___ BRANO DA LEGGERE
Sono narrate, infatti, in questo salmo cose che di solito accadono in guerre sanguinose.
Oppure se per l'eredità di Dio che il salmo celebra è da intendersi la comunità dei tempi dopo la resurrezione e l'ascensione dei Signore, allora le parole del sacro testo si riferiscono alle persecuzioni che la Chiesa ha subite a non finire nella persona dei suoi martiri, ad opera degli adoratori degli idoli e dei nemici del nome di Cristo.
Sebbene infatti Asaf significhi " sinagoga " ( cioè assemblea ) e questo nome sia di solito riferito al popolo dei giudei, tuttavia in un altro salmo abbiamo già chiaramente dimostrato che anche la Chiesa cristiana può essere detta " assemblea ", allo stesso modo come l'antico popolo venne denominato " chiesa ".
Orbene questa Chiesa, questa eredità di Dio è stata adunata attraverso la fusione di quelli della circoncisione con quei del prepuzio, cioè con la riunione del popolo di Israele con le altre genti: unione effettuatasi ad opera della pietra che i costruttori hanno respinta e che è divenuta testata d'angolo. ( Sal 118,22 )
In questo angolo i due popoli si sono riuniti come due pareti provenienti da diverse direzioni, perché egli è la nostra pace, colui che ha fatto di due uno, per riunire in sé i due in un solo uomo nuovo, ristabilendo la pace, e per raccoglierli in un sol corpo riconciliandoli con Dio. ( Ef 2,14-16 )
In questo corpo noi siamo figli di Dio e gridiamo: Abba, Padre. ( Rm 8,15; Gal 4,6 )
"Abba" parlando nella loro lingua; "Padre" nella nostra.
Difatti Abba è la stessa cosa di Padre.
Ecco perché il Signore, che pure aveva detto: Io sono stato mandato soltanto per le pecore perdute della casa d'Israele, ( Mt 15,24 ) e aveva mostrato a quel popolo con la sua venuta corporale che era stata mantenuta la promessa fatta, dice tuttavia altrove: Ho altre pecore che non appartengono a questo ovile; è necessario che io guidi anch'esse, affinché vi sia un solo gregge e un solo pastore. ( Gv 10,16 )
______
● ESERCIZI PROPOSTI
(a) Ritrascriva fedelmente il passo del commento al salmo compreso tra «Ecco perché il» e «( Gv 10,16 )», estremi inclusi.
(b) Secondo il commento al salmo, che cosa significa il nome Asaf?
I dati non hanno alcun ruolo in questo lavoro.
___ BLOCCO DATI
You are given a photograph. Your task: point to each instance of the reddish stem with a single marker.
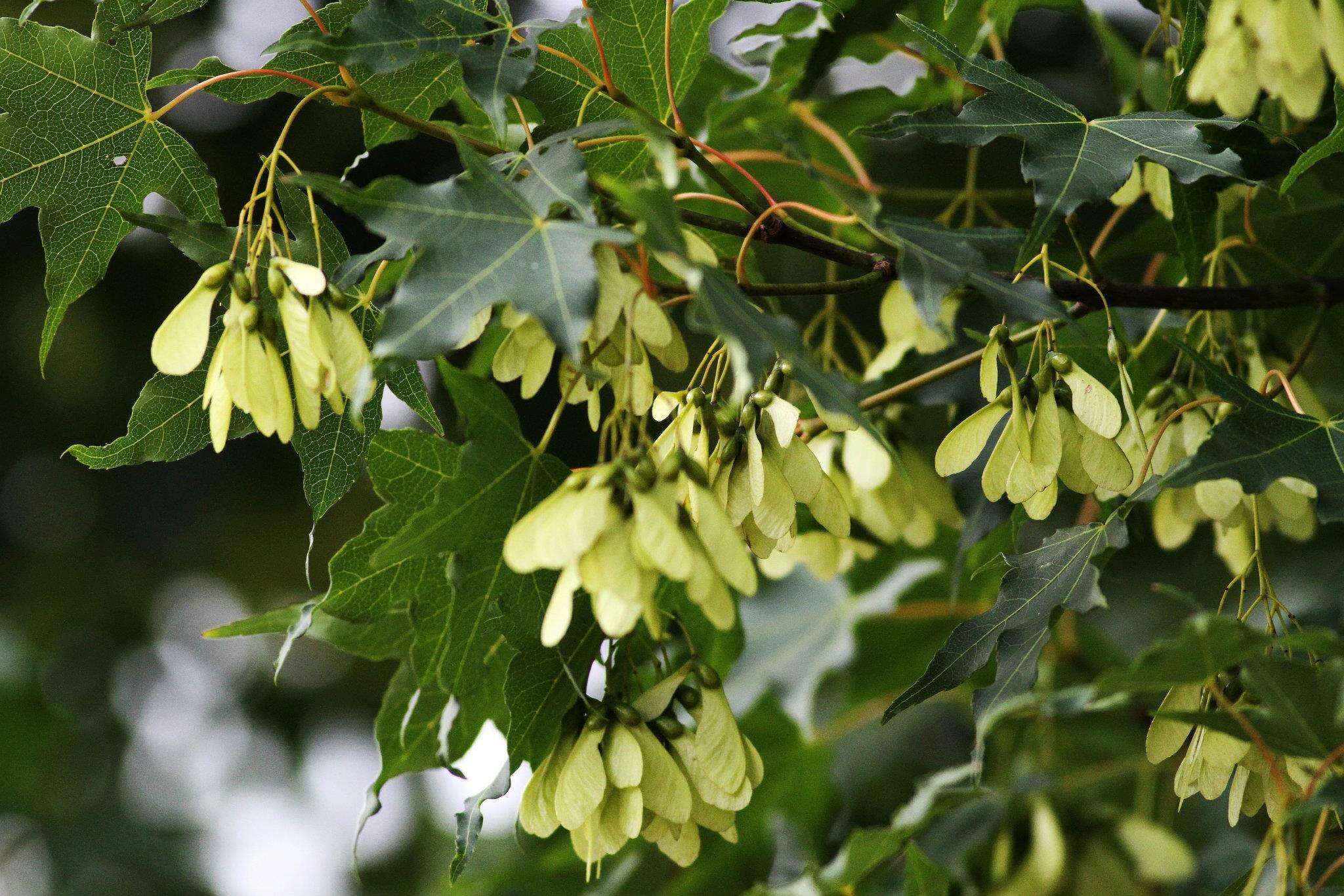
______
● RISPOSTE FORNITE
(a)
Ecco perché il Signore, che pure aveva detto: Io sono stato mandato soltanto per le pecore perdute della casa d'Israele, ( Mt 15,24 ) e aveva mostrato a quel popolo con la sua venuta corporale che era stata mantenuta la promessa fatta, dice tuttavia altrove: Ho altre pecore che non appartengono a questo ovile; è necessario che io guidi anch'esse, affinché vi sia un solo gregge e un solo pastore. ( Gv 10,16 )

(b) Significa «sinagoga», cioè assemblea.